TASK SET:
A – In the essay on the placebo effect, what job did the patient go back to after seeing the faith healer?
B – Extend the essay on the placebo effect, picking up right after its final sentence.

Start of PROVIDED PASSAGE

This essay on the placebo effect and the nocebo effects is split between successive weeks.
Let’s begin with the placebo effect.
Once I saw a patient who was severely disabled by chronic, unrelenting pain. She was no longer able to work, took several painkillers, including an opioid, and her life was miserable.
Friends suggested that she seek out a faith healer in Quebec.
She did and, within days, the pain began to melt away to the point where she was able to return to full-time work as a custodian.
The change was striking: she was able to return to work and go off all her pain meds for more than a year — that is, until her symptoms returned.
That’s when she asked me what she should to.
My response was to go with what worked — the results were a lot better than they were from the several drugs, including opioids, she had been on — and suggested she should seek out the same faith healer again.
She did and once more, for several months, she was nearly pain free.
Unfortunately, the faith healer retired, and her symptoms returned.
Since then, her life has been parked somewhere between her best months after her last visit to the faith healer and her worst months before she first saw her.
She is one of several patients I saw in northwestern Ontario with similar results following visits to faith healers or the like.
Or, what about the reported effectiveness of the Zamboni treatment for multiple sclerosis and other autoimmune diseases several years ago?

End of PROVIDED PASSAGE
Start of EXCERPTED RECORDS

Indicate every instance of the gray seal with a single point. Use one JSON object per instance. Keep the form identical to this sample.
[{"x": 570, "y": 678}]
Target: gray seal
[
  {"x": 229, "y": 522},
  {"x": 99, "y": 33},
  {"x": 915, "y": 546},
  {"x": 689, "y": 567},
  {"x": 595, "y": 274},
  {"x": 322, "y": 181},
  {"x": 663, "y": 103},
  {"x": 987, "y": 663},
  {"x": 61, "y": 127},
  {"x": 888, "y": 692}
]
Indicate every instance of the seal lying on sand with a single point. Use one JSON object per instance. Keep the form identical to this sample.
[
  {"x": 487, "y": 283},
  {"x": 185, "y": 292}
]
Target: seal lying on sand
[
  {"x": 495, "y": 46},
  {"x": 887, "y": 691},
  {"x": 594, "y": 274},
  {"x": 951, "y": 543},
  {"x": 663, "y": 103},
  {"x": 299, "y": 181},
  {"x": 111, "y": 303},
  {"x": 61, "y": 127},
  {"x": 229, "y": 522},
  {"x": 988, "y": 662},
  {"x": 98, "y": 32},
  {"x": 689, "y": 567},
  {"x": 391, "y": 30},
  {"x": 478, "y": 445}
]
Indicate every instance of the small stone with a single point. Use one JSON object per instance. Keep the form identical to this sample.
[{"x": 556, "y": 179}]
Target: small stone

End of EXCERPTED RECORDS

RESULTS BY TASK:
A – She returned to full-time work as a custodian.

B –
Several of my patients with MS returned after following angioplastic procedures on their neck veins, convinced that their mobility and other symptoms were much improved.
Later evidence showed that there was no evidence of obstructed venous blood flow from the brain or spinal cord.
What explained the effectiveness of this and other non-traditional treatments for chronic pain and other medical conditions?
We don’t know, but effective they sometimes are, despite scientific evidence to the contrary.
This brings us to the placebo effect.
Studies have repeatedly shown that as many as one-third of patients suffering from pain see noticeable improvement thanks to placebos, a measure of effectiveness rivalling or surpassing the effectiveness of many pain medications, including over-the-counter drugs and opioids for painful disorders such as headache and lower back pain.
Over the years, I became convinced that there must be some physiological basis underlying the effectiveness of placebos.
I wasn’t alone in my views.
Many of my colleagues felt as I did that there had to be some plausible explanation.
Sometimes the treatments were bizarre — at least, from the perspective of Western medicine.
Were these “cures” examples of the placebo effect, whether pills, strong beliefs or other mechanisms as yet poorly understood?
The 2016 the highly respected scientific journal Nature highlighted the nature of the placebo effect.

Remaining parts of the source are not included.